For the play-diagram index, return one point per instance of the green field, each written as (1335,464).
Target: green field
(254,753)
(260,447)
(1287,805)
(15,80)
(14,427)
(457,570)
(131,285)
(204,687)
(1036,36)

### What to work on
Each entry needs to be copied out exactly as written.

### Your response
For the play-diagram index, return one point per instance of the green field, each written as (1335,464).
Target: green field
(254,753)
(260,447)
(1287,805)
(15,80)
(14,427)
(457,570)
(131,285)
(204,687)
(1036,36)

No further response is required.